Pointing dataset excerpts:
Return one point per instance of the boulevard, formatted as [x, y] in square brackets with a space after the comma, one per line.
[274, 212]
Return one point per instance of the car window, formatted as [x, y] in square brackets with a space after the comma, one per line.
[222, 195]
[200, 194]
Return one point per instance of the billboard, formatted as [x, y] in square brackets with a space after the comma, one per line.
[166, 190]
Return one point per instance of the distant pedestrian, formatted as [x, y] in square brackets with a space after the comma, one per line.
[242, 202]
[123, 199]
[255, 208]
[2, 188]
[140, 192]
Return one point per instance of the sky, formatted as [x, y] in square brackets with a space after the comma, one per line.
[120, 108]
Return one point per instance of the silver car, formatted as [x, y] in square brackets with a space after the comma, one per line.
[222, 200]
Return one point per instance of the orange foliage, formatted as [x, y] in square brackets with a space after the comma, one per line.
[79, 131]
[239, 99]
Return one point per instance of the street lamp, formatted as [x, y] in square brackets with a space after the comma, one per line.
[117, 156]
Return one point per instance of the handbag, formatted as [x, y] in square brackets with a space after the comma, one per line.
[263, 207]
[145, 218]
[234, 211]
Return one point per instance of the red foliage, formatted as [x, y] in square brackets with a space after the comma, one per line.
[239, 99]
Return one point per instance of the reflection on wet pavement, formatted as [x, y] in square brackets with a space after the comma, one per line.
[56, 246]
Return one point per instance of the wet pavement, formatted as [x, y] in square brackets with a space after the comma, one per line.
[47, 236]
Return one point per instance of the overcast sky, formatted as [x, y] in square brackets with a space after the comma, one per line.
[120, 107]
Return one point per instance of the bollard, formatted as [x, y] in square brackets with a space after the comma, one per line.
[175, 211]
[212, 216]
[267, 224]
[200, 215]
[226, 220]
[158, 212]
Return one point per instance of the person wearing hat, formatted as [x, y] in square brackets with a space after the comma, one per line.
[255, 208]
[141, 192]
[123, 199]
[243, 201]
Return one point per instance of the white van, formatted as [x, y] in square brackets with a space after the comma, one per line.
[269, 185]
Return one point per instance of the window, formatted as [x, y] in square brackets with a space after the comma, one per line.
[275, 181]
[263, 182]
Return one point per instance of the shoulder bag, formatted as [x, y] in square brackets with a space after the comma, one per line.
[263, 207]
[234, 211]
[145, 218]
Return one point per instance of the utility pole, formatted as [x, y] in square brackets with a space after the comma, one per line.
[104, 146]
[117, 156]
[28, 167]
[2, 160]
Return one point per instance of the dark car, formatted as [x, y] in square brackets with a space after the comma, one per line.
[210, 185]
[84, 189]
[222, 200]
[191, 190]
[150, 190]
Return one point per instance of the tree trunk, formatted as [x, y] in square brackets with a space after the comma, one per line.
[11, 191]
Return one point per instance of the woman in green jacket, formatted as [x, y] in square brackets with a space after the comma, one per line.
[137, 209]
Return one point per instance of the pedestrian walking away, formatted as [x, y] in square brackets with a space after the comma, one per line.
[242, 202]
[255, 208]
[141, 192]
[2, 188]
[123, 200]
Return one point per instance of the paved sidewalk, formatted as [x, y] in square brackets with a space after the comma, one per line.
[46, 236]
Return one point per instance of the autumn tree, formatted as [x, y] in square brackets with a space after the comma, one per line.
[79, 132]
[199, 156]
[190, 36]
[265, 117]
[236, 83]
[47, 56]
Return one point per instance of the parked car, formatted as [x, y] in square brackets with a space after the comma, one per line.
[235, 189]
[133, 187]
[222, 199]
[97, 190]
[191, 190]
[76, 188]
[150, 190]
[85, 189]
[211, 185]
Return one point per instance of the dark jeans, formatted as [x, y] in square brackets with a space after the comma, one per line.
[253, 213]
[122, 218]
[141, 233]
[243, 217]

WORK TO BE COMPLETED
Restate every entry word for word.

THE SOLUTION
Return one point per instance of the boulevard, formatted as [x, y] in square brackets with a space after the comma, one per line.
[274, 212]
Return one point per instance of the car window, formatted as [x, y] in square brackets with a space after the comma, one per line.
[222, 195]
[200, 194]
Return one point per instance of the billboard, formatted as [x, y] in square brackets with a space after the comma, one per line.
[166, 190]
Return one point per instance of the distant pedestrian, formatted as [x, y] in square brackets with a space after the comma, one per line.
[242, 202]
[123, 199]
[255, 208]
[2, 188]
[140, 192]
Return one point per instance of the sky, formatted as [x, y] in square brackets with a space after the comma, one per line.
[120, 108]
Return one point per instance of the silver car, formatted as [x, y] in square brackets with a space after the comma, one per line.
[222, 200]
Return one point per instance of the orange foliage, formatted as [x, y] in square brackets with a space after the comma, one per line.
[79, 131]
[239, 99]
Return one point per instance of the street lamp, formatted as [x, y] in square brackets with a space after the comma, one per line.
[117, 156]
Return one point per instance of the handbag, formatted as [x, y] in square brackets with a space after the comma, one per line.
[263, 207]
[145, 218]
[234, 211]
Return one point per instance of the red foliage, formatted as [x, y] in square brackets with a space after the comma, one per line.
[239, 99]
Return one point per instance of the reflection on wet pavement, formatted as [x, y] in square brackets with a space after the comma, one per line.
[56, 246]
Return one point per instance of the wet pavement, formatted as [x, y] in square brackets with a space after the comma, one per line.
[47, 236]
Return one point per instance of the overcast sky, formatted as [x, y] in square brackets with a space after the comma, one per line.
[120, 107]
Return one point per instance of the bollard, formatted as [x, y] in square brackets with a space after the comma, one per line.
[175, 211]
[212, 216]
[267, 224]
[200, 215]
[226, 220]
[158, 212]
Return one point per instance of the person wearing hat, formatted as [x, y] in square brackets with a space after the comma, one per line.
[255, 208]
[141, 192]
[123, 199]
[243, 201]
Return one point per instance of the white van, formatted as [x, y] in square brackets with a space after the comma, one per line.
[269, 185]
Return one point per instance of the window, formatted as [x, y] in square brackets with a space after the comma, one per line.
[275, 181]
[263, 182]
Return one point per instance of the shoulder bag, formatted as [x, y] in square brackets with a space after the comma, one per line.
[263, 207]
[234, 211]
[145, 218]
Return one point per instance of the utility pole, formatted as [x, y] in square brackets with a space after the comma, one per line.
[104, 146]
[117, 156]
[28, 167]
[2, 160]
Return one point per instance of the dark car, formatted as [x, y] in square brackets with a space after the comma, one per line.
[210, 185]
[84, 189]
[222, 200]
[191, 190]
[150, 190]
Return one point per instance of the tree trunk, formatted as [x, y] in square brackets with a space after the comma, one per line.
[11, 191]
Return one point per instance of the woman in green jacket, formatted as [x, y] in square brackets with a space after the comma, one per line.
[137, 209]
Return one point per instance of the pedestrian walking away, formatted as [x, y] in square brackets with a space after the comma, one per line.
[242, 202]
[255, 208]
[141, 192]
[2, 188]
[123, 200]
Return one point per instance of the paved sidewalk, formatted as [x, y] in square brackets with a space after the comma, one per line.
[46, 236]
Return one point per instance of the autumn tree, formatted as [x, y] in square brackets with a space after the comma, one per line.
[79, 132]
[199, 156]
[190, 36]
[265, 117]
[236, 83]
[47, 56]
Return one point per instance of the parked car, formatted as [x, y] in square brackets with a space after the comma, one per line.
[235, 189]
[133, 187]
[222, 199]
[97, 190]
[191, 190]
[76, 188]
[150, 190]
[85, 189]
[211, 185]
Return one point per instance of the dark jeans, formatted as [x, y] in square brackets with a space after the comma, one per line.
[253, 213]
[122, 218]
[141, 233]
[243, 217]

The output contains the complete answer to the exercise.